Perhaps that was the decisive competitive advantage in 1991 when the other large banks were still in slumber. The MCB also invested in technology and is reaping some of the benefits. It increased market share in deposits, advances and trade finance till about 1998 and they all thought they were God's gift to mankind. Where is the MCB in 2004?

What the MCB was doing in the early 1990s to the nationalized commercial banks, the smaller private banks are doing to it now; simply snatching away the profitable businesses one by one, and picking up any employee with initiative.

So it has become a training ground for the smaller more efficient banks. What the owners have not realized is that banking is a service sector industry, and they can't treat their people like industrial workers putting ten hours on an automated machine.

The ABL was handed over to the employees who instead of adding value to shareholders concentrated on specializing in corporate politics and increasing the operating costs of the bank.

The compelling argument for employee-cum-owners was, "Why pay dividends when you can get the benefits through a structured salary package". On the policy level, the government sat on the 49 per cent shares as it had privatized the bank, was focusing on the other entities to be privatized.

In 2004, the results for the ABL are much worse than the MCB's. It needs serious induction of capital and professionals, and overall system's overhauling.

The justification for criticizing the two banks privatized in 1991 is noble enough to indulge in this otherwise despicable exercise. I know many good professionals working under restrained conditions, and not being enabled to implement their vision.
◇ ◇ ◇
TASKS FOR THIS EXERCISE:
1) Rewrite the passage of the bank privatization text starting at "Perhaps that was" and ending at "MCB in 2004?", changing "slumber" to "hibernation".
2) According to the bank privatization text, in what year were the two criticized banks privatized?
◇ ◇ ◇
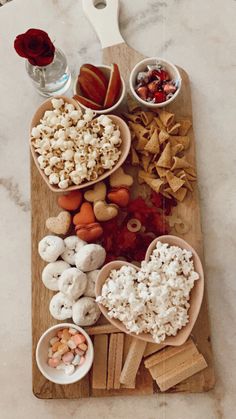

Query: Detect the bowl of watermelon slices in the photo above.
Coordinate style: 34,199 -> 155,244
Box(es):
73,64 -> 125,114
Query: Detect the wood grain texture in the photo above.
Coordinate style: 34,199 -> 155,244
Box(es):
31,44 -> 215,399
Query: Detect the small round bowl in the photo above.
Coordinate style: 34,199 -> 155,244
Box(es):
129,57 -> 182,109
95,235 -> 204,346
36,323 -> 94,385
29,96 -> 131,193
73,65 -> 125,114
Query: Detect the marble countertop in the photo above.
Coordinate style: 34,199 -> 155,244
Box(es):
0,0 -> 236,419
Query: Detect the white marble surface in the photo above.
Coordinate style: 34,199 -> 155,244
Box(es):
0,0 -> 236,419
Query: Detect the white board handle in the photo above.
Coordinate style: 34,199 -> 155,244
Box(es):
83,0 -> 124,48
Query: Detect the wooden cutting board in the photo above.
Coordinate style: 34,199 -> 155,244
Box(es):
31,0 -> 215,399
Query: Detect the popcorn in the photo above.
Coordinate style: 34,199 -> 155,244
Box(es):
31,99 -> 121,189
49,173 -> 59,185
96,242 -> 199,343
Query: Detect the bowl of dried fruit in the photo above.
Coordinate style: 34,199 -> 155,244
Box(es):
129,57 -> 181,109
30,96 -> 131,192
74,64 -> 125,114
36,323 -> 94,385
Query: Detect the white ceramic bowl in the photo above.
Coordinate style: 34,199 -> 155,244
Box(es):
73,65 -> 125,115
36,323 -> 94,385
29,96 -> 131,193
95,235 -> 204,346
129,57 -> 182,109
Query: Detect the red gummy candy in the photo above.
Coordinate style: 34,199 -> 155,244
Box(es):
154,92 -> 166,103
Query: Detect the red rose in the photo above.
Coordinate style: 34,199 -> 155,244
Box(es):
14,29 -> 55,67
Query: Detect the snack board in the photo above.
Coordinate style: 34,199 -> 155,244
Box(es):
31,0 -> 214,399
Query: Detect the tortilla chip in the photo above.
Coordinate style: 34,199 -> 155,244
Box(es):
166,171 -> 185,192
122,112 -> 142,124
155,164 -> 169,178
179,119 -> 192,135
126,94 -> 141,112
134,136 -> 148,151
161,189 -> 171,199
144,129 -> 160,154
141,155 -> 151,172
171,156 -> 191,172
170,135 -> 190,150
185,165 -> 197,178
147,163 -> 156,174
154,116 -> 165,131
157,143 -> 171,169
159,129 -> 170,144
167,123 -> 180,135
138,170 -> 156,184
140,111 -> 155,126
144,178 -> 164,193
128,121 -> 149,137
130,147 -> 139,166
159,111 -> 175,127
171,144 -> 184,157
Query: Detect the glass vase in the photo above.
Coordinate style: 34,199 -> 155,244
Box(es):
26,48 -> 71,97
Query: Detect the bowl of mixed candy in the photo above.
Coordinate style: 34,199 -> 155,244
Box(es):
129,57 -> 181,108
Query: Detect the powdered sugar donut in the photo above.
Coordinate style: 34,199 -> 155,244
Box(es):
75,244 -> 106,272
38,236 -> 65,262
72,297 -> 101,326
61,236 -> 87,265
49,292 -> 73,320
42,260 -> 70,291
84,269 -> 100,297
58,268 -> 87,301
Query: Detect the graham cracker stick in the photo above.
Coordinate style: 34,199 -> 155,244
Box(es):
144,339 -> 198,368
120,338 -> 147,384
85,323 -> 120,336
156,354 -> 207,391
143,342 -> 166,357
114,333 -> 124,389
92,335 -> 108,389
107,333 -> 117,390
121,334 -> 135,388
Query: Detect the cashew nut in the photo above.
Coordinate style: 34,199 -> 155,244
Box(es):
38,236 -> 65,262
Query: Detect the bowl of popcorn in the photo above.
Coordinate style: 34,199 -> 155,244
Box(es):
129,57 -> 182,109
30,96 -> 131,192
74,64 -> 125,114
96,235 -> 204,346
36,323 -> 94,384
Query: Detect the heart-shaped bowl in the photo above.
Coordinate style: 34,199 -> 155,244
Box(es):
95,235 -> 204,346
30,96 -> 131,193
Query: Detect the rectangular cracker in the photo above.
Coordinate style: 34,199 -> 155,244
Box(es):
144,339 -> 207,391
107,333 -> 118,390
120,338 -> 147,384
121,334 -> 135,388
144,339 -> 198,368
143,343 -> 166,357
114,333 -> 124,389
156,353 -> 207,391
92,335 -> 108,389
85,323 -> 120,336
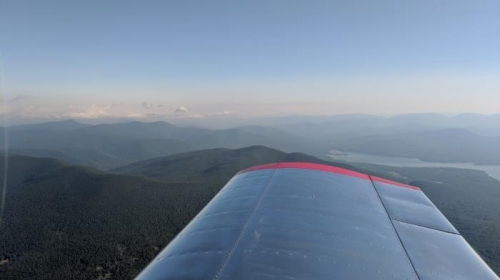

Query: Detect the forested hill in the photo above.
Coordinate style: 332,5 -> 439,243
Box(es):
112,146 -> 368,182
0,146 -> 500,279
0,147 -> 368,279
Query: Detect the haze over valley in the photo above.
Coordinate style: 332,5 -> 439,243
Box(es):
0,0 -> 500,280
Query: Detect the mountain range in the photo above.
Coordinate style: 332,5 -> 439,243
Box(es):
0,146 -> 500,279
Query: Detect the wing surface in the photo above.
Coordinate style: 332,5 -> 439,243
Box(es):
136,162 -> 498,280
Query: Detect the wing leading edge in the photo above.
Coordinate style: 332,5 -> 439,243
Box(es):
136,162 -> 498,280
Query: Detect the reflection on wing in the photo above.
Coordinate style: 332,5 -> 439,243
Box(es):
137,163 -> 498,280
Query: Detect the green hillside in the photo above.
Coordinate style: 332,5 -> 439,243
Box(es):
0,146 -> 500,279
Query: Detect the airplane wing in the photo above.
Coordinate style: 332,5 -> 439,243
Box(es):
136,162 -> 499,280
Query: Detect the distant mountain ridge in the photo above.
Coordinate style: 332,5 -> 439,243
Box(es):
337,128 -> 500,164
0,121 -> 329,170
0,146 -> 500,280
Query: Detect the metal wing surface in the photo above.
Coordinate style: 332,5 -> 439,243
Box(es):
136,162 -> 499,280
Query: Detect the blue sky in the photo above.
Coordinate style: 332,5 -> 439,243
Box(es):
0,0 -> 500,121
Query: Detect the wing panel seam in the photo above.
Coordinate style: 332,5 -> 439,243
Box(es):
391,219 -> 462,236
370,176 -> 420,280
213,163 -> 279,280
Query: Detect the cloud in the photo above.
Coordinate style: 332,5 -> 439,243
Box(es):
141,101 -> 154,110
12,94 -> 31,102
174,106 -> 188,114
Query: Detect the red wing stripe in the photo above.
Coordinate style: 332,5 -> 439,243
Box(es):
238,162 -> 420,191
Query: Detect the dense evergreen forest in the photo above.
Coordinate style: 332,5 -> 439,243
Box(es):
0,146 -> 500,279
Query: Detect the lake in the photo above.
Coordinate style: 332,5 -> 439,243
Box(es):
328,150 -> 500,181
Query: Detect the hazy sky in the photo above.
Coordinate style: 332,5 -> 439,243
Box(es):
0,0 -> 500,119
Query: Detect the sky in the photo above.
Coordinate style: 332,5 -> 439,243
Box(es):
0,0 -> 500,121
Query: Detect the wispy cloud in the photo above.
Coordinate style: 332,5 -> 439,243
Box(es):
12,94 -> 32,102
174,106 -> 189,114
141,101 -> 154,110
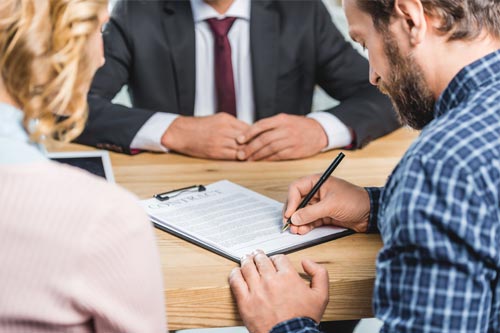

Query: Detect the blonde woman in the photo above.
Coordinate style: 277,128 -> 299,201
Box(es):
0,0 -> 167,333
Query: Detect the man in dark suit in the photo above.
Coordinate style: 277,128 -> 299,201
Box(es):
77,0 -> 399,160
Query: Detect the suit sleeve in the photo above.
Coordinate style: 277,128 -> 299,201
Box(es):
315,1 -> 400,148
75,1 -> 154,153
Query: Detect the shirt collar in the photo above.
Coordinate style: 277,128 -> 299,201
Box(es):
190,0 -> 250,23
0,103 -> 46,165
434,50 -> 500,118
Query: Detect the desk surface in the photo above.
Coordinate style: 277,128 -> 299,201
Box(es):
51,129 -> 418,330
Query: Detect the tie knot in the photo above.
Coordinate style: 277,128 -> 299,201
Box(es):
207,17 -> 236,37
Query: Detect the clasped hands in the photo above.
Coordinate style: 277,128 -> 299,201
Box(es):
161,112 -> 328,161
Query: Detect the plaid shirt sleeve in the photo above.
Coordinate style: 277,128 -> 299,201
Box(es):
374,156 -> 500,333
271,317 -> 320,333
365,187 -> 383,233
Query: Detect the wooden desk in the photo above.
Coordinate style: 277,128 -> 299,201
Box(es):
52,129 -> 417,330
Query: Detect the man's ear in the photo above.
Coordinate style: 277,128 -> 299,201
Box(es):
394,0 -> 427,46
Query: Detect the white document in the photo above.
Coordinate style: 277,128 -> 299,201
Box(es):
141,180 -> 351,262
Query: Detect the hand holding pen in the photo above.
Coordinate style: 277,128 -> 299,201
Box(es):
281,153 -> 345,232
283,152 -> 370,235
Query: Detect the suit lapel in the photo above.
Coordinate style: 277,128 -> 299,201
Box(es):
163,0 -> 196,116
250,0 -> 279,120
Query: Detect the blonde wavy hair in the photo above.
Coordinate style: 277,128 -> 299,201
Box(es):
0,0 -> 107,142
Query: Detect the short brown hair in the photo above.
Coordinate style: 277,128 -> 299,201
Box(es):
356,0 -> 500,40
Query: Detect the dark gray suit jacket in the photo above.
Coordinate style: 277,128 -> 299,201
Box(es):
76,0 -> 399,153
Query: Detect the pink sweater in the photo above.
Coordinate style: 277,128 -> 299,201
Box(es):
0,161 -> 167,333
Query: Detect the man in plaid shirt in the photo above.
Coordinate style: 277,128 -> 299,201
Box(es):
230,0 -> 500,333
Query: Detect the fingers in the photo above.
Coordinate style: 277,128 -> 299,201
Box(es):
283,175 -> 319,220
240,255 -> 260,289
292,200 -> 332,226
253,250 -> 276,276
302,259 -> 329,295
271,254 -> 295,273
236,116 -> 276,145
241,129 -> 291,161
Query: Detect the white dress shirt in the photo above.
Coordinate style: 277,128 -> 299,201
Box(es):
130,0 -> 352,151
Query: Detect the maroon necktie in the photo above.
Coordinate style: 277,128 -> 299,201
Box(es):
207,17 -> 236,117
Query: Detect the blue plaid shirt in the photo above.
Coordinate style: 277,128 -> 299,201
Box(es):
272,51 -> 500,333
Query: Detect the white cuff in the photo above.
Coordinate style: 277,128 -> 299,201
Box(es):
307,111 -> 352,151
130,112 -> 179,152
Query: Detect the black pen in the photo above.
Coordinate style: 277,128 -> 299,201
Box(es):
281,153 -> 345,232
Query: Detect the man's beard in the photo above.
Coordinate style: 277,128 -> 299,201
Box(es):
378,31 -> 436,130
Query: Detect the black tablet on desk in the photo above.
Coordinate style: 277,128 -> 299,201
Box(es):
47,150 -> 115,183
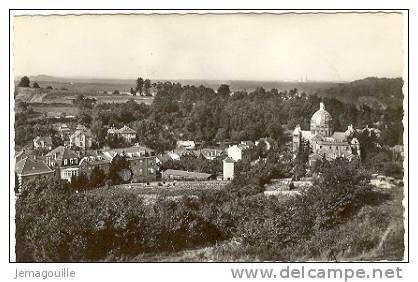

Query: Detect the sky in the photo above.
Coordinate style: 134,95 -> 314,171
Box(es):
13,13 -> 403,81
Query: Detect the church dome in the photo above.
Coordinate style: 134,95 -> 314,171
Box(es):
311,102 -> 333,137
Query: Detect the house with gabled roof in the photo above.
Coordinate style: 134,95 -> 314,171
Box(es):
33,136 -> 54,150
70,127 -> 93,150
15,157 -> 55,186
45,146 -> 80,181
107,125 -> 136,143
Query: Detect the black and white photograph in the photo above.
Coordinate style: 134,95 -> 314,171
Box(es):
10,10 -> 409,262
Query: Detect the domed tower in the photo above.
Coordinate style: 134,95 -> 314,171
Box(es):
311,102 -> 334,137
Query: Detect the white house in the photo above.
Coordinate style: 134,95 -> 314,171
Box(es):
227,143 -> 251,162
177,140 -> 196,150
223,157 -> 235,180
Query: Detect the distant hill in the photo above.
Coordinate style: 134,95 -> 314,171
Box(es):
318,77 -> 403,109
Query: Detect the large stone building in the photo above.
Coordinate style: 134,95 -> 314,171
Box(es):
292,102 -> 360,164
85,146 -> 157,182
15,157 -> 55,186
70,128 -> 93,150
45,146 -> 80,181
107,125 -> 136,143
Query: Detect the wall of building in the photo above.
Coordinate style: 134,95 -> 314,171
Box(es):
128,157 -> 157,182
223,162 -> 235,180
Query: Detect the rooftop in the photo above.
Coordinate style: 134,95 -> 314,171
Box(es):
15,157 -> 54,176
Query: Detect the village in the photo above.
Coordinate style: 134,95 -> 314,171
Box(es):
9,11 -> 409,262
15,102 -> 403,198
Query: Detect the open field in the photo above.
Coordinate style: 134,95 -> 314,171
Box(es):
87,180 -> 228,202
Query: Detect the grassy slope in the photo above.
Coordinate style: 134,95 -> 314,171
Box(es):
125,187 -> 405,262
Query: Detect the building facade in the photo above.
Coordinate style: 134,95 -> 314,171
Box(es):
107,125 -> 136,143
70,129 -> 93,150
45,146 -> 80,182
222,157 -> 235,180
292,102 -> 360,164
15,157 -> 55,186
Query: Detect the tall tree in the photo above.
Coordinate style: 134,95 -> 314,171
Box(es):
135,77 -> 144,94
17,75 -> 30,87
144,78 -> 151,96
218,84 -> 231,97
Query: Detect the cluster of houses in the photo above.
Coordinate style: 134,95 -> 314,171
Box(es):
15,119 -> 270,187
33,124 -> 136,151
15,146 -> 157,188
15,124 -> 157,187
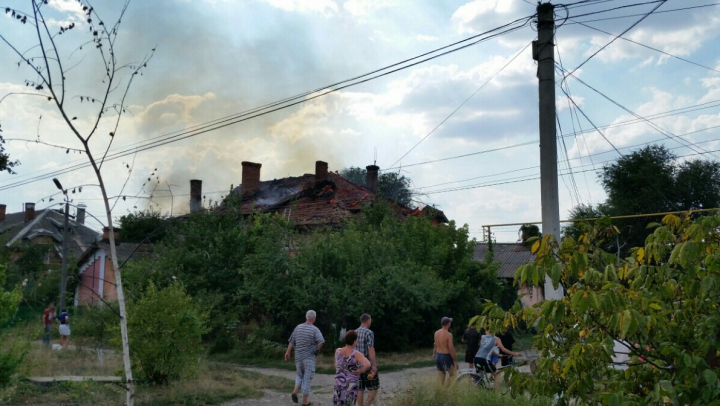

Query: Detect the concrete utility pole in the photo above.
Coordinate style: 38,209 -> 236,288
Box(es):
59,201 -> 70,311
53,178 -> 70,312
533,3 -> 563,300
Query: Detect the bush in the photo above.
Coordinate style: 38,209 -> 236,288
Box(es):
390,382 -> 551,406
72,303 -> 119,363
0,264 -> 28,387
128,282 -> 207,385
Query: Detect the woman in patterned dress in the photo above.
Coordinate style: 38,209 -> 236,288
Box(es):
333,330 -> 370,406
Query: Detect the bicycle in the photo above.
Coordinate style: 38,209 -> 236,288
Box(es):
455,355 -> 528,390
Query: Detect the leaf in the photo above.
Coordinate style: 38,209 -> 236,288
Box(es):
703,369 -> 717,386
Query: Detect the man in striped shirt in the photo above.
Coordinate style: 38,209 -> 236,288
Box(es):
355,314 -> 380,406
285,310 -> 325,405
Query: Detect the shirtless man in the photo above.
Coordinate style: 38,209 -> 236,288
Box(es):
433,317 -> 458,384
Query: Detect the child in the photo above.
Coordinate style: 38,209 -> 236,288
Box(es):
490,346 -> 500,368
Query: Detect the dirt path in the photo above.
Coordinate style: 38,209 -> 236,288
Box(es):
222,367 -> 436,406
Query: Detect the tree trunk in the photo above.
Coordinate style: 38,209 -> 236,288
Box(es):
94,166 -> 134,406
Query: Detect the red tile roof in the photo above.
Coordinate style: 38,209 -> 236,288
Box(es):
234,172 -> 448,227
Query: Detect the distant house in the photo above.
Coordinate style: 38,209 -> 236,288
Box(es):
0,203 -> 100,264
75,228 -> 152,306
183,161 -> 448,230
473,243 -> 545,306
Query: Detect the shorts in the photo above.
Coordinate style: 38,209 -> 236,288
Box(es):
435,353 -> 455,372
465,347 -> 478,364
358,372 -> 380,391
475,357 -> 497,373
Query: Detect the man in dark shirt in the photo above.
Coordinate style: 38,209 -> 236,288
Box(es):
43,303 -> 55,345
498,330 -> 515,366
460,326 -> 480,369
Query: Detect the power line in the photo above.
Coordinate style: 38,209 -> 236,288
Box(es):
560,67 -> 718,158
0,16 -> 533,190
578,22 -> 720,73
565,3 -> 720,25
390,41 -> 532,166
563,0 -> 667,82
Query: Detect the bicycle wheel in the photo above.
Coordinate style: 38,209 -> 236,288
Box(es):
456,373 -> 485,387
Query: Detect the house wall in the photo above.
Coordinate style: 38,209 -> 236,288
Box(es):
103,256 -> 117,302
518,283 -> 545,307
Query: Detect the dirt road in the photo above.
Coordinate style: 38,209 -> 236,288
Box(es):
222,367 -> 436,406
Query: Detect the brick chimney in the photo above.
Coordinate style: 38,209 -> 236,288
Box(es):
315,161 -> 327,182
190,179 -> 202,213
241,161 -> 262,196
365,165 -> 380,193
25,203 -> 35,223
103,227 -> 120,245
75,203 -> 87,224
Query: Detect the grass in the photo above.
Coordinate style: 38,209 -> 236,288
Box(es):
0,343 -> 294,406
389,378 -> 552,406
215,349 -> 435,374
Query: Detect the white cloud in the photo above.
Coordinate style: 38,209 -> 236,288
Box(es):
264,0 -> 338,16
343,0 -> 395,17
415,34 -> 440,42
452,0 -> 520,34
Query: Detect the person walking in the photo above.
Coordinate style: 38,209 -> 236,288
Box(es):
460,326 -> 480,369
433,317 -> 458,385
333,330 -> 370,406
475,327 -> 521,392
285,310 -> 325,406
43,303 -> 55,345
355,314 -> 380,406
58,307 -> 70,348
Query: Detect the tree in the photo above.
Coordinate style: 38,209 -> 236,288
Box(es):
340,166 -> 413,207
564,145 -> 720,255
128,281 -> 207,385
485,214 -> 720,405
120,210 -> 167,243
675,160 -> 720,210
0,0 -> 154,405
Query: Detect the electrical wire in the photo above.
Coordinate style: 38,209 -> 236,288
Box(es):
0,16 -> 533,190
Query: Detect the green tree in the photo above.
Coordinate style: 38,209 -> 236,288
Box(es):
120,210 -> 168,243
340,166 -> 413,207
0,263 -> 28,387
128,282 -> 207,385
492,214 -> 720,405
123,196 -> 293,351
675,160 -> 720,210
564,145 -> 720,255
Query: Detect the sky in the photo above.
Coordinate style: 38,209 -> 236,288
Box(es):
0,0 -> 720,242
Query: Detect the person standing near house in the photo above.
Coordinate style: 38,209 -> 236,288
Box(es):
460,326 -> 480,369
433,317 -> 458,385
285,310 -> 325,405
58,307 -> 70,348
475,327 -> 521,392
355,314 -> 380,406
43,303 -> 55,345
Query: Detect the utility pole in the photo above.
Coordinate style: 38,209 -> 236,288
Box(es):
533,3 -> 563,300
53,178 -> 70,311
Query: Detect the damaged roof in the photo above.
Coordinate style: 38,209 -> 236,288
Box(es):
233,172 -> 448,227
0,209 -> 100,258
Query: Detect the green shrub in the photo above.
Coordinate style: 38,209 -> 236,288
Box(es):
128,283 -> 207,385
390,382 -> 551,406
73,303 -> 119,363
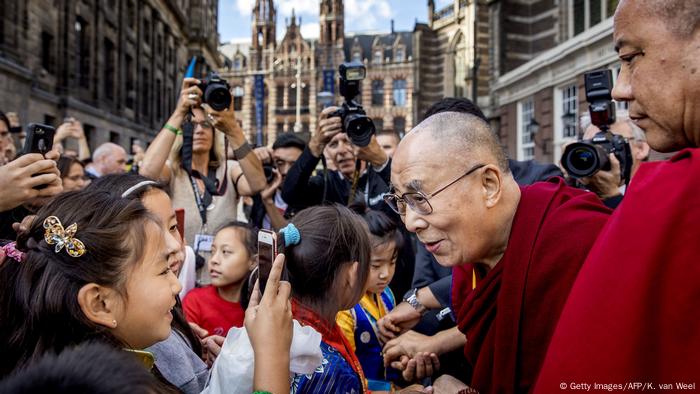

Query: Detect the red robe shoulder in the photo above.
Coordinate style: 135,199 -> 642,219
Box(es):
536,149 -> 700,393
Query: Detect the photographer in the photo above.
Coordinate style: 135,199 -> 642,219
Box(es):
250,133 -> 306,230
579,111 -> 650,209
534,0 -> 700,393
139,78 -> 266,282
282,107 -> 391,211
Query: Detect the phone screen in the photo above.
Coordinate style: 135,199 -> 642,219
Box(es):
258,230 -> 277,294
24,123 -> 56,155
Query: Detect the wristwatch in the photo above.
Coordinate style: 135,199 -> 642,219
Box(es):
403,288 -> 428,315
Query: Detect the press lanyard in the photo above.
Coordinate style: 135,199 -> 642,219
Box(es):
190,176 -> 207,229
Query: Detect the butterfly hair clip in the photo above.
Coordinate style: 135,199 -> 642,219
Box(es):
44,216 -> 85,257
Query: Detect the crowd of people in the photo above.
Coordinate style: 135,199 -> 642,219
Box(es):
0,0 -> 700,394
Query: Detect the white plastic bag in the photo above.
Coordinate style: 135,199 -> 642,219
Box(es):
202,320 -> 323,394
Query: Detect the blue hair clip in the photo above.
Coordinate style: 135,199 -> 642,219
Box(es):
280,223 -> 301,246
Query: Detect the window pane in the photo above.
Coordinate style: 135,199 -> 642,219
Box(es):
606,0 -> 620,18
393,79 -> 406,107
372,48 -> 384,64
372,118 -> 384,130
520,99 -> 535,160
561,85 -> 578,138
573,0 -> 586,35
394,116 -> 406,135
588,0 -> 603,26
372,79 -> 384,107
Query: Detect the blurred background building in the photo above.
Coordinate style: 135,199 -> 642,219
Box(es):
0,0 -> 220,151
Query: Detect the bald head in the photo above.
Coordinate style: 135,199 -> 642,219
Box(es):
407,112 -> 510,173
92,142 -> 126,175
632,0 -> 700,38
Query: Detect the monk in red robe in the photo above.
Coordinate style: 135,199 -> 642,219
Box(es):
386,112 -> 610,394
536,0 -> 700,393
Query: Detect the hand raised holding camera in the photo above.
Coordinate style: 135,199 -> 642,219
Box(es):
202,102 -> 245,147
245,254 -> 293,393
0,151 -> 63,211
309,107 -> 343,157
175,78 -> 202,117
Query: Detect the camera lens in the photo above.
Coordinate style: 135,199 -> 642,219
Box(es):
562,141 -> 607,178
263,164 -> 275,185
344,113 -> 374,147
571,148 -> 595,171
204,83 -> 231,111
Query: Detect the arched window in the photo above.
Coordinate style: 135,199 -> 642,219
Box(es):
394,47 -> 406,63
454,34 -> 467,97
394,116 -> 406,137
372,118 -> 384,131
352,49 -> 362,63
372,47 -> 384,64
372,79 -> 384,107
392,79 -> 406,107
233,86 -> 244,111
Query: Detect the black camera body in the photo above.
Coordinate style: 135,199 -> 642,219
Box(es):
331,62 -> 375,147
263,164 -> 275,185
561,70 -> 632,181
197,72 -> 232,111
22,123 -> 56,155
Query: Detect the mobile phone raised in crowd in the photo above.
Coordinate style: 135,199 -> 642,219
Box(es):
258,230 -> 277,295
175,208 -> 185,241
22,123 -> 56,156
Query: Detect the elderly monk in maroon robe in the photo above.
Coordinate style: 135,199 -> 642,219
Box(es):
386,112 -> 610,394
536,0 -> 700,393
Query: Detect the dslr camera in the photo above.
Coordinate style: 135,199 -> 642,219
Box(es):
331,61 -> 375,147
561,70 -> 632,181
197,72 -> 232,111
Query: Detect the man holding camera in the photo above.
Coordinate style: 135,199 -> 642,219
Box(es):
535,0 -> 700,393
282,107 -> 391,211
579,111 -> 650,209
250,133 -> 306,230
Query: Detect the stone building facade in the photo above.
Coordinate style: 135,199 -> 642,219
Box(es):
416,0 -> 492,119
490,0 -> 626,163
0,0 -> 220,151
220,0 -> 418,145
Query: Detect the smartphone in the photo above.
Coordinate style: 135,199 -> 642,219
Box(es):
175,208 -> 185,241
22,123 -> 56,155
258,230 -> 277,295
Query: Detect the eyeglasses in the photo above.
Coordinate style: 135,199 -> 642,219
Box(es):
191,120 -> 213,129
384,164 -> 486,216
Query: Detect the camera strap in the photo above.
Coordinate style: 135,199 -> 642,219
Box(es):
181,113 -> 228,226
348,159 -> 362,205
321,154 -> 328,205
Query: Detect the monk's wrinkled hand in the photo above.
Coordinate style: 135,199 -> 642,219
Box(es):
377,302 -> 421,343
382,330 -> 437,365
392,352 -> 440,382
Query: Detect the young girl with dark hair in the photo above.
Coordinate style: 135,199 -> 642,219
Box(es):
337,207 -> 403,391
0,181 -> 292,392
0,191 -> 180,390
283,205 -> 371,393
183,222 -> 257,336
88,174 -> 208,394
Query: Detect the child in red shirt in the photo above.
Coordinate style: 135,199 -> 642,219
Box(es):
182,222 -> 257,336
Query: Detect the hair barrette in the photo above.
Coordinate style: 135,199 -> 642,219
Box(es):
280,223 -> 301,246
44,216 -> 85,257
0,242 -> 24,263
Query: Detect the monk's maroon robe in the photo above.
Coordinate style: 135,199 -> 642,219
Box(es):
536,149 -> 700,393
452,178 -> 610,394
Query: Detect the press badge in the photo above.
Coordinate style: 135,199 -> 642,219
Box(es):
◇ ◇ ◇
SOLUTIONS TO THE EXERCISE:
1)
Perhaps that was the decisive competitive advantage in 1991 when the other large banks were still in hibernation. The MCB also invested in technology and is reaping some of the benefits. It increased market share in deposits, advances and trade finance till about 1998 and they all thought they were God's gift to mankind. Where is the MCB in 2004?

2) 1991